=== Document segment ===

In 1914, [Henry] Ford decided to pay his employees a rich wage and otherwise improve the working conditions…

In January 1914, (Henry Ford) startled the world by announcing that Ford Motor Company would pay $5 a day to its workers. The pay increase would also be accompanied by a shorter workday (from nine to eight hours). While this rate didn’t automatically apply to every worker, it more than doubled the average autoworker’s wage. While Henry’s primary objective was to reduce worker attrition—labor turnover from monotonous assembly line work was high—newspapers from all over the world reported the story as an extraordinary gesture of goodwill.

After Ford’s announcement, thousands of prospective workers showed up at the Ford Motor Company employment office. People surged toward Detroit from the American South and the nations of Europe. As expected, employee turnover diminished. And, by creating an eight-hour day, Ford could run three shifts instead of two, increasing productivity.

Henry Ford had reasoned that since it was now possible to build inexpensive cars in volume, more of them could be sold if employees could afford to buy them. The $5 day helped better the lot of all American workers and contributed to the emergence of the American middle class. In the process, Henry Ford had changed manufacturing forever.
Or, as Henry put it, raising wages “has the same effect as throwing a stone in a still pond,” creating an “ever-widening circle of buying” that increases the prosperity of a nation.
It’s simply a fact that Henry Ford didn’t base his decisions on what Ford Motor Company’s net profits would be the next quarter–he had much greater things to accomplish. Because of Henry’s decisions, an entire nation benefited for years, and you know what? So did his company. Unfortunately those times are over (Reaganomics was the beginning of The End), Henry Ford would be run out of most corporate boardrooms today, and the word Patriotism now holds some twisted meaning that includes offshore bank accounts for the wealthy and easy access to guns for the rest of us. There is no longer a balance or any kind of mutual respect between industrialists and workers—negotiated, contrived, or otherwise. And each one of us ought to ask ourselves, “how did we allow this to happen?” and more importantly, “how can we change it?
Here’s Bill Maher from last week:

“Now when it comes to raising the minimum wage, conservatives always say it’s a non-starter because it cuts into profits. Well… yeah. Of course. Paying workers is one of those unfortunate expenses of running a business. You know, like taxes or making a product. If you want to get rich with a tax-free enterprise that sells nothing, start a church.”

=== Data to examine ===

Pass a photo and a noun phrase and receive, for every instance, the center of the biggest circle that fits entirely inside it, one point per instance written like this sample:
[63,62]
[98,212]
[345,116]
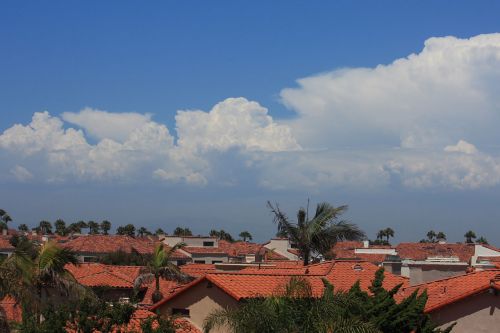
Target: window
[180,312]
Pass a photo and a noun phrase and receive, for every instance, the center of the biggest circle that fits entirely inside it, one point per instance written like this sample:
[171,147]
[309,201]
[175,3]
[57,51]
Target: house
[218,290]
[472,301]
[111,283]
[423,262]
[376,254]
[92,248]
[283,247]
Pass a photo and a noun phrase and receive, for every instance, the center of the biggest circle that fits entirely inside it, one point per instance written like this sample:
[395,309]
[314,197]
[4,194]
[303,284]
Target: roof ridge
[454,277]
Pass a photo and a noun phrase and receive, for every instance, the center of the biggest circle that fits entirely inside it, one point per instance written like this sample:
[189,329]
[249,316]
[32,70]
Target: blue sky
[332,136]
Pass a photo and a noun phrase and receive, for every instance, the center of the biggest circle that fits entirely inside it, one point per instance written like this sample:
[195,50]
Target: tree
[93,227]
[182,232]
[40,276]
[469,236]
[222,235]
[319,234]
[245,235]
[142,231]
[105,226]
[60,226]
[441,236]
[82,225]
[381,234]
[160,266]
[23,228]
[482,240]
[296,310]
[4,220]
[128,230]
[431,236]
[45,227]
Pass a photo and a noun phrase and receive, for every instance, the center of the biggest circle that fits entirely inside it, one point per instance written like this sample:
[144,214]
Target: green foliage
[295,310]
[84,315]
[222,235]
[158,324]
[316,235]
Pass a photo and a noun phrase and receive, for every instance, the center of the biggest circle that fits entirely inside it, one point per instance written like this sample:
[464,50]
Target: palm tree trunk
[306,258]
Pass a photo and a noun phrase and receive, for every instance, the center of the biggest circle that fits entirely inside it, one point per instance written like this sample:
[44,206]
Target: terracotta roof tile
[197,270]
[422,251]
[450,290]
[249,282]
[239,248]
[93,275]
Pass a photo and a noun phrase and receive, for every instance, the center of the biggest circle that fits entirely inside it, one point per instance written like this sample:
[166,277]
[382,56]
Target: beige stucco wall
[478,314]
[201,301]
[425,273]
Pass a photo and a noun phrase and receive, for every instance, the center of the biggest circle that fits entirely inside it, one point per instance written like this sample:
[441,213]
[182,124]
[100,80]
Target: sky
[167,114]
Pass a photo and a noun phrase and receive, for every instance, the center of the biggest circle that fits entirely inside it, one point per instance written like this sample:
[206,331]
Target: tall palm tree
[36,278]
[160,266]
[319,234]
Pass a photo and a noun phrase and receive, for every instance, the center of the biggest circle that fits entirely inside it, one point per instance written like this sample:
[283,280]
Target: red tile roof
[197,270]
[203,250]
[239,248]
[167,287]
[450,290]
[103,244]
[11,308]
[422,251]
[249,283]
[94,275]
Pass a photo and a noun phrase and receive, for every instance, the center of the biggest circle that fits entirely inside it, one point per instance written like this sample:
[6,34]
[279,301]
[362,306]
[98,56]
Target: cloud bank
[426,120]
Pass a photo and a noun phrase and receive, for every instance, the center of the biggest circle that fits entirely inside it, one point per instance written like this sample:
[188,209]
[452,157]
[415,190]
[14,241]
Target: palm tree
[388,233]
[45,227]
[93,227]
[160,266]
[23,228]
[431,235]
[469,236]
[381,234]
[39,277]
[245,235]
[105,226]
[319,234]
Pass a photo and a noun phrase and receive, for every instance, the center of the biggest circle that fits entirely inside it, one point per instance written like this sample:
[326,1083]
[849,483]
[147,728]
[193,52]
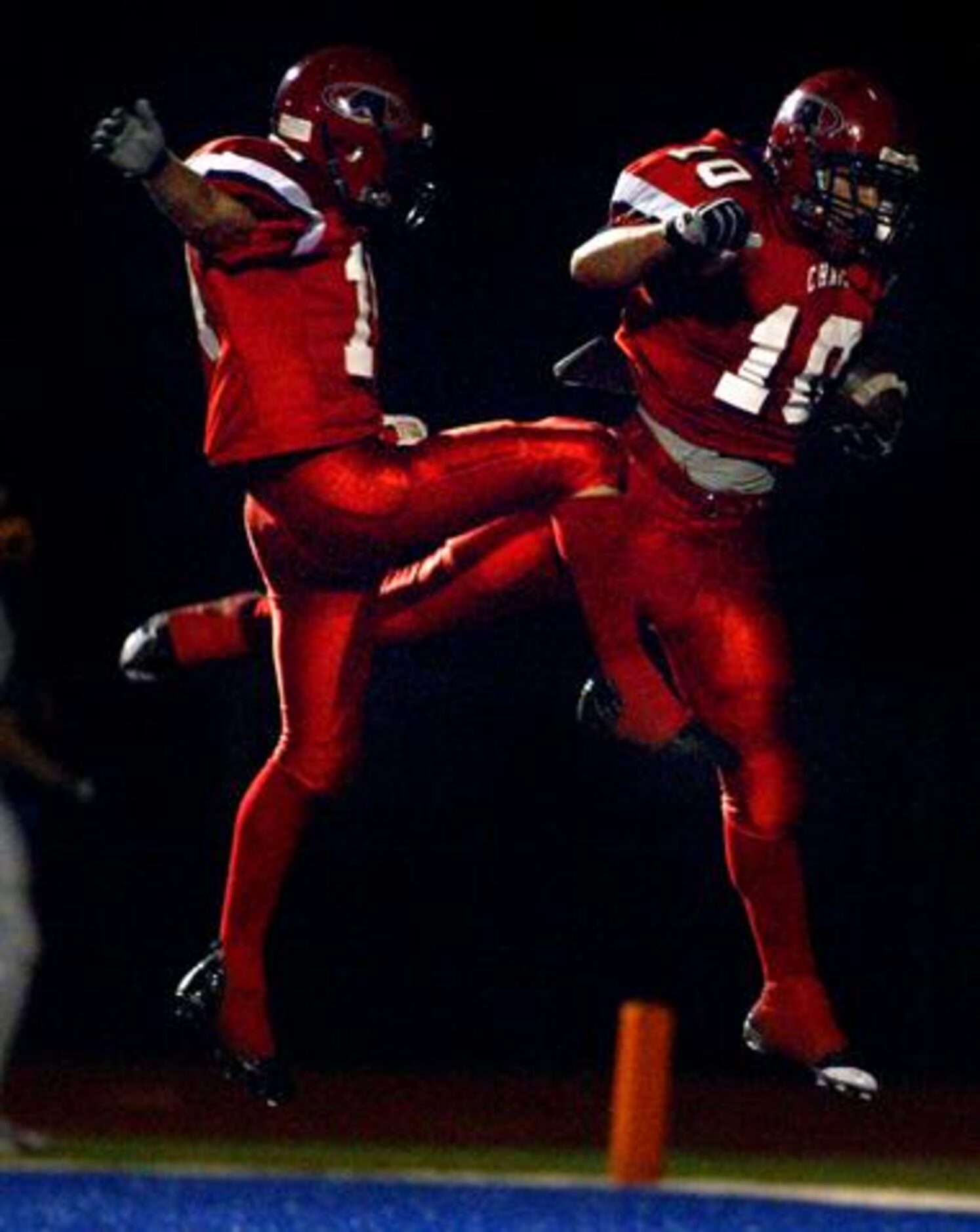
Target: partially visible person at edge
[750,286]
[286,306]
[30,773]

===
=== Data to examine ===

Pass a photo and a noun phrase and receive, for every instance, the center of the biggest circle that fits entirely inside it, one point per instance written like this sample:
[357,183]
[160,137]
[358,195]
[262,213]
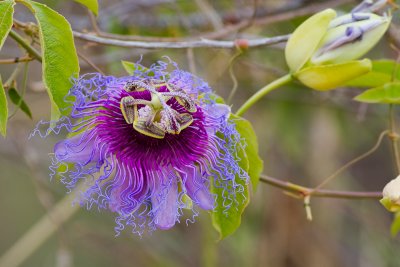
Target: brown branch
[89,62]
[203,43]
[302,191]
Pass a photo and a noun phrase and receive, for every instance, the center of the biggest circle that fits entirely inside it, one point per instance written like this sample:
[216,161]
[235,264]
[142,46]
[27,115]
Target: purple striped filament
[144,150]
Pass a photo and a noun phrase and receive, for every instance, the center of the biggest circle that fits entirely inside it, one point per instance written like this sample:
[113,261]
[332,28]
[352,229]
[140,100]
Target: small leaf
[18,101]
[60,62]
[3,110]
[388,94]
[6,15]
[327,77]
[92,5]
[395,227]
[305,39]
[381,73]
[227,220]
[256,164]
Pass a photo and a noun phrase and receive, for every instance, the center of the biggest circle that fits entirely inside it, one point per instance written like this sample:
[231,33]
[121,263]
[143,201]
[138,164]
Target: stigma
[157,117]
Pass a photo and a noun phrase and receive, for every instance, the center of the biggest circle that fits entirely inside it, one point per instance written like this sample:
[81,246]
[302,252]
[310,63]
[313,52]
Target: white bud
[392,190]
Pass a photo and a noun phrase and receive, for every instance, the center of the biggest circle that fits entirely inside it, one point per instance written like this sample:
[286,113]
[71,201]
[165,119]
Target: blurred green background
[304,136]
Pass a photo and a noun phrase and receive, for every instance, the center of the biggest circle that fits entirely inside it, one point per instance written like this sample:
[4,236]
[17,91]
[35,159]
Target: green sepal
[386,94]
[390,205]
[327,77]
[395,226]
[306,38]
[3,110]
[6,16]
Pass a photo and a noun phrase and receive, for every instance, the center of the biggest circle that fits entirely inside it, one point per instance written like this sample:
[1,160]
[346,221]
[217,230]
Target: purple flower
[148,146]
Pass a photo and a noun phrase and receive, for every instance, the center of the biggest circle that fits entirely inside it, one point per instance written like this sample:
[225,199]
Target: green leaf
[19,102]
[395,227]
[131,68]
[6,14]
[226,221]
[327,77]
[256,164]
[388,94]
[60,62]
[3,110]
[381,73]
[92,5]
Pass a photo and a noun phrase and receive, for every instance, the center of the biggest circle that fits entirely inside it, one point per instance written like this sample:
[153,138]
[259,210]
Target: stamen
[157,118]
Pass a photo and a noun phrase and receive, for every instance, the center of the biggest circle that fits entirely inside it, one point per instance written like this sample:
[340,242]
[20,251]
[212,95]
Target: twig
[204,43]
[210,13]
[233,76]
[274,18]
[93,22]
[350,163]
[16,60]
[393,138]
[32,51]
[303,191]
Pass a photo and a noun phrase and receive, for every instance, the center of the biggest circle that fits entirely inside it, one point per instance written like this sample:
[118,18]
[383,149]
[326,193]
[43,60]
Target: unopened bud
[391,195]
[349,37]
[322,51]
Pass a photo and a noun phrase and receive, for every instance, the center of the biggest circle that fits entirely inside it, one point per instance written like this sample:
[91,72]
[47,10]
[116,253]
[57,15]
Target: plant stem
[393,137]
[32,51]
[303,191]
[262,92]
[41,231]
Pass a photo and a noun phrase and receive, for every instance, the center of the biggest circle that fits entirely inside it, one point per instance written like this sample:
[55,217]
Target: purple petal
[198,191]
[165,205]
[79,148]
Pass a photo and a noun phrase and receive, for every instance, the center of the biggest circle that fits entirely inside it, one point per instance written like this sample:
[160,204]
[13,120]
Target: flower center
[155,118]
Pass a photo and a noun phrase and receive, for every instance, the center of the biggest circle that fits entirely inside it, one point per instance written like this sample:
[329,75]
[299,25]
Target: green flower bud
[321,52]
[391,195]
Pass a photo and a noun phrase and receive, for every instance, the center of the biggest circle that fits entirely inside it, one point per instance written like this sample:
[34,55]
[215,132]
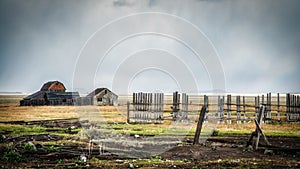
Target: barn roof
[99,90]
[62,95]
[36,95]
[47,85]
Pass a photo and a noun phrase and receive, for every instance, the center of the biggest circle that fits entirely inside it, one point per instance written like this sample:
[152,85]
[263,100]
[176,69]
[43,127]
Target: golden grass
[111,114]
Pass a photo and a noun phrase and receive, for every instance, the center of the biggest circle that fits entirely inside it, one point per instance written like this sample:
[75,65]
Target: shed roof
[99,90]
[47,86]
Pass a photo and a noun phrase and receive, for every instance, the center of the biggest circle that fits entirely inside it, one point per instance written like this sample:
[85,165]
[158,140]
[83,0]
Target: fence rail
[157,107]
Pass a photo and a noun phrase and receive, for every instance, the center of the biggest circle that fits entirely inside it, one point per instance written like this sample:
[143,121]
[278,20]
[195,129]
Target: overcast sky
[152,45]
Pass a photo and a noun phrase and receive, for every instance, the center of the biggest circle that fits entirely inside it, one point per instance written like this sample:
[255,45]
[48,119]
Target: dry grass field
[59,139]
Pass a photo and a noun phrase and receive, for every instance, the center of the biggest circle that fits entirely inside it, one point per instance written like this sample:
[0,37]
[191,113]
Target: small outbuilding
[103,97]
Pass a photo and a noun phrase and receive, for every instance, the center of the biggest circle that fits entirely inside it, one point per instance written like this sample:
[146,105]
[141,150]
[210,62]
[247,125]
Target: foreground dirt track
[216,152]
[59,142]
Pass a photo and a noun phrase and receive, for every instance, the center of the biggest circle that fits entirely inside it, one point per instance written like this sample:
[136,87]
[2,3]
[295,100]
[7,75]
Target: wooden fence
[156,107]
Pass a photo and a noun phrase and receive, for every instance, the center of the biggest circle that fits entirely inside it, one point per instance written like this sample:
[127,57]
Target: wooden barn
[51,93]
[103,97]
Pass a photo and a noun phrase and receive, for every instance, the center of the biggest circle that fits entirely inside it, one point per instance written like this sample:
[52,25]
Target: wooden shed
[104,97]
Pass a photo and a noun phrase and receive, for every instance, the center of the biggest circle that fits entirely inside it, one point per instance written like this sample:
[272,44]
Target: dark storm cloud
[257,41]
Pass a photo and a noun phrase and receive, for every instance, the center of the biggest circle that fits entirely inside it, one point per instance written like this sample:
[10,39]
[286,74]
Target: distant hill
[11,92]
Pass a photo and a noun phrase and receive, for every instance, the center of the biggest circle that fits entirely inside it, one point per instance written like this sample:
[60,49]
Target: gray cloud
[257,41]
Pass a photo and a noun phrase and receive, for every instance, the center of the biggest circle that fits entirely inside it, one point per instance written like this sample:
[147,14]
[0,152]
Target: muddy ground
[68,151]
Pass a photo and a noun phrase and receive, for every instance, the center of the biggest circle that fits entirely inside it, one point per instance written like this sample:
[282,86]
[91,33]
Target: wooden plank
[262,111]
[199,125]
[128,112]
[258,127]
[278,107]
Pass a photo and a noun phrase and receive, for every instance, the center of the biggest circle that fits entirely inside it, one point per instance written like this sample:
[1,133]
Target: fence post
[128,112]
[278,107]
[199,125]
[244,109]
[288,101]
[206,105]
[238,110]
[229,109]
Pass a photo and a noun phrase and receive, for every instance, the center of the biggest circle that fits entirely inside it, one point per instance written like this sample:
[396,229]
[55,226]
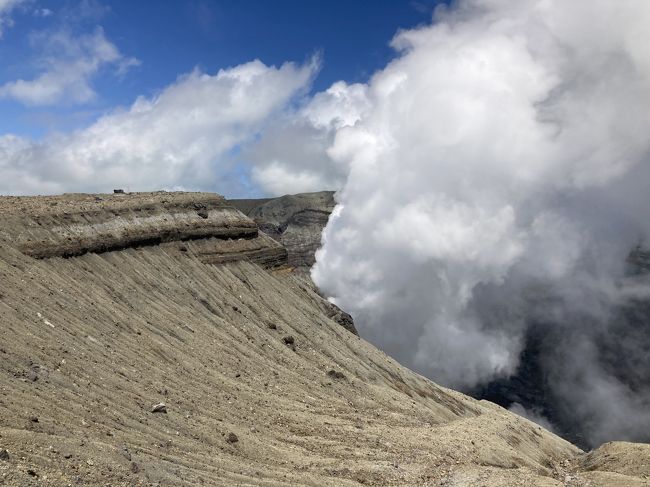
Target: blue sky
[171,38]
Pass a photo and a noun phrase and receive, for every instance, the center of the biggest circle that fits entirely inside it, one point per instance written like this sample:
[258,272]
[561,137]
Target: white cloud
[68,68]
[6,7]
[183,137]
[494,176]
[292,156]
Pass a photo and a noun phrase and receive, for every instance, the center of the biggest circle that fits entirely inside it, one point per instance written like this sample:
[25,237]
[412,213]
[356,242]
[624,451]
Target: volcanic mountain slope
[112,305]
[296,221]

===

Exercise requirements:
**1.** Answer these questions about the text on Henry Ford's $5 day:
(a) How long was the Ford workday before and after the change?
(b) How many shifts could Ford run once the eight-hour day was in place?
(c) To what did Henry Ford compare the effect of raising wages?
**2.** Write the next part of the text on Henry Ford's $5 day, picking up after its final sentence.

Task responses:
**1.**
(a) It went from nine hours to eight hours.
(b) Three shifts, instead of two.
(c) Throwing a stone in a still pond.

**2.**
“…And, look, even if you’re not moved by the Don’t-Be-Such-a-Heartless-Prick argument, consider the fact that most fast food workers (whose average age, by the way, now is 29–I’m not talking about kids) are on some form of public assistance. Which is not surprising… when even working people can’t make enough to live, they take money from the government in the form of food stamps, school lunches, housing assistance, daycare. This is the welfare that conservatives hate but they never stop to think: if we raise the minimum wage and force McDonald’s and Walmart to pay their employees enough to eat, we the taxpayers wouldn’t have to pick up the slack. This is the question the Right has to answer: do you want smaller government with less handouts or do you want a low minimum wage–because you cannot have both. If Col. Sanders isn’t going to pay the lady behind the counter enough to live on, then Uncle Sam has to. And I for one am getting a little tired of helping highly profitable companies pay their workers.”
If the minimum wage accurately reflected the value of the last 30 years of increased productivity by those workers, it would be $20 per hour. Companies that pay the current minimum wage of $7.25 per hour are stealing $12.75 per hour not just from each worker, but from the American taxpayers and the economy as a whole.

A national minimum wage of $20 would create millions of jobs, add billions of dollars to government tax revenues while slashing domestic spending and boosting the economy out of recession.

But it would cut corporate profits by a few pennies per share, and we can't have that.